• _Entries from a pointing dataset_
====================

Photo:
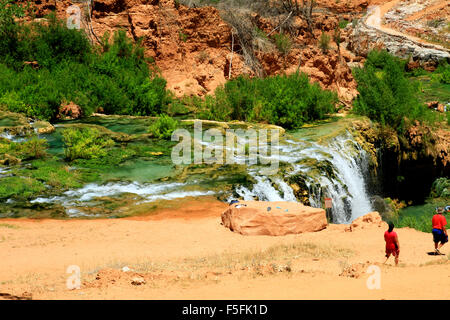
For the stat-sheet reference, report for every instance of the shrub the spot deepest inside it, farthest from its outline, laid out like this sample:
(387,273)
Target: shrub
(385,94)
(32,149)
(343,23)
(440,188)
(19,187)
(163,127)
(86,143)
(287,100)
(283,43)
(324,42)
(114,76)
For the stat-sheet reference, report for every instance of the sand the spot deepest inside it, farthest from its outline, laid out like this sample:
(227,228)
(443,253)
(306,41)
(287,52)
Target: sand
(185,253)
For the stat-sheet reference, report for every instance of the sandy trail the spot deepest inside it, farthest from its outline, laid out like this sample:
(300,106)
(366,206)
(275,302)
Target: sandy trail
(375,19)
(430,9)
(36,254)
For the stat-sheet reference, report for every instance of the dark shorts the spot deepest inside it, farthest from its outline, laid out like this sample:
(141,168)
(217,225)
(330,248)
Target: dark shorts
(439,236)
(394,251)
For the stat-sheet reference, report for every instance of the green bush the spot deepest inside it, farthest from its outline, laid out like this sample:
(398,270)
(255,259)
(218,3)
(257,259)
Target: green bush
(343,23)
(440,188)
(32,149)
(114,76)
(385,94)
(324,42)
(163,127)
(286,100)
(86,143)
(444,73)
(283,43)
(19,187)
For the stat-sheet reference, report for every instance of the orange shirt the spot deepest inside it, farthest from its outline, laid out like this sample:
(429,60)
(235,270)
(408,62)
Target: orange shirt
(438,221)
(389,237)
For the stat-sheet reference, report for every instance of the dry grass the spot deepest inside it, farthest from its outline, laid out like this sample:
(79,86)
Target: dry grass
(278,257)
(9,226)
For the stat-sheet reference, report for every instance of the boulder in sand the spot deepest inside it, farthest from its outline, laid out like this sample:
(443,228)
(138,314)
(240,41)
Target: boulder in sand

====================

• _Task to carry out_
Rewrite all the rows above with "stat-sheet reference" swapped for "field-survey reference" everywhere it appears, leaving the pictures out and everything else unchanged.

• _Output of the exercise_
Photo:
For the field-survey reference, report for every instance of the shrub the spot deepest inside it, farthest from its outline, laid out like this sample:
(387,273)
Target: shrub
(385,94)
(32,149)
(343,23)
(440,188)
(19,187)
(163,127)
(86,143)
(287,100)
(283,43)
(324,42)
(114,76)
For the field-survey reference, report for every instance of the sand the spot deepest inside it, farthest from its outline, laid out like this sample:
(227,228)
(443,253)
(306,41)
(287,52)
Target: sand
(185,253)
For the field-survey reference, report for every instance of the sandy trail the spot deepest inside it, farthest from its outline, laid out like this sample:
(300,106)
(366,206)
(275,302)
Target: sandy trail
(375,19)
(430,9)
(36,254)
For the field-survey reference, report for every instance of the dark shorts the spot deepest inside it, farthest from its outline, laid out like this sample:
(141,168)
(217,225)
(330,248)
Target: dark shorts
(439,236)
(394,251)
For the field-survey reference, report for every instance of the green bush the spot deepest inside it, farthest from its outline, laid out like this sample:
(398,270)
(255,259)
(218,3)
(257,259)
Target: green bush
(343,23)
(440,188)
(32,149)
(114,76)
(385,94)
(324,42)
(163,127)
(286,100)
(86,143)
(444,73)
(283,43)
(19,187)
For the field-survey reference, report for every instance of the orange shirt the spot deepest inside it, farthest from its outline, laid out like this sample:
(429,60)
(235,270)
(408,62)
Target: orange shirt
(438,221)
(389,237)
For the field-survey reference, report for every instance of the dry grass the spot deepest inside it, farthest from its outline, laid out like this sample:
(79,86)
Target: dry grass
(278,257)
(9,226)
For the field-survey reference, report for every instance of the boulder in sand the spot deepest inside it, farthest from its outline, laid out like this sample:
(443,228)
(138,314)
(240,41)
Target: boulder in sand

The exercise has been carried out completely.